### TEXT ###
Once it made its presence known and accepted, the cooler would be much more than just a container for ice and beer. In my room, in several rented rooms across San Francisco, it would be a chair, a table, a shelf and even a balance beam for a strange act of whoopee I engaged in one night. The cooler now had a memory, one that I could not erase, even if it did have an actual brain.

This cooler, which I gave the nickname “The Red Rider”, not only for its obvious color, would soon be my companion on many trips and excursions. It has seen horrors I dare not mention in Las Vegas, it nearly saved my life one night in Reno, it helped solve mysteries in Tahoe and every time I went to Austin, TX for the big SXSW festival, it would become a therapist, a close friend when I needed one and was a good desk as I typed away my daily adventures on my old Underwood writer.


My cooler survived a house fire. In mid-1999 I was invited to participate in an internet showcase for this new webcam hosting company called Spotlife. Myself and six others lived online, 24 hours a day, surrounded by orbital cameras and streamed whatever we did, even the unthinkable, on the rapidly growing world wide web. It was fun while it lasted, but later that year the house caught fire and nearly everything inside it was destroyed. Except, now here’s the funny part, most of the stuff in my room. I was away the night the place went up, sleeping at my then girlfriend’s apartment. When I got the frantic call early that morning I went over to the house to see that it was gutted and charred. I climbed the smoldered staircase up to my room only to find it was the one space in the house that still had white walls. Apparently with the door and windows closed the fire did not have a chance with such little oxygen, so I packed up my things and moved out.

There, under my fireman soaked poster of the Spice Girls next to my thankfully spared Castle Grayskull, was the cooler. The Red Rider now had magical properties.
###
* WHAT THE TASK REQUIRES
Summarize the cooler story in two sentences. The entries that follow were taken from a different source than the text.
### MATERIAL SHOWN ###
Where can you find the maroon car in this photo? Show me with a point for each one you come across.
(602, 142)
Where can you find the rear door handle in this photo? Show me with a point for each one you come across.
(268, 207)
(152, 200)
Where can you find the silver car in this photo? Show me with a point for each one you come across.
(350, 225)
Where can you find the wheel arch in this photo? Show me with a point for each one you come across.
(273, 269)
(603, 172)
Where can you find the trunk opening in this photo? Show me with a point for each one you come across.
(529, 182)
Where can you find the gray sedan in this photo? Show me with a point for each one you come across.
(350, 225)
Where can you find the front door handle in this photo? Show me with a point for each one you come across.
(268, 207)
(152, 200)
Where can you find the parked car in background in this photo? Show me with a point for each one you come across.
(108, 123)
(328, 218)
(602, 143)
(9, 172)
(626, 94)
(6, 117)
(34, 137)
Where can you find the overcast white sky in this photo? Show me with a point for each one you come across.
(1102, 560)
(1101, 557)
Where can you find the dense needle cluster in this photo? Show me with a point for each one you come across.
###
* RESULT
The narrator's red cooler, nicknamed "The Red Rider," served as a chair, table and shelf in rented rooms across San Francisco and went along on trips to Las Vegas, Reno, Tahoe and Austin. In 1999, while the narrator was part of a live webcam showcase for a company called Spotlife, a fire gutted the house, but the narrator's closed-up room was spared and the cooler survived.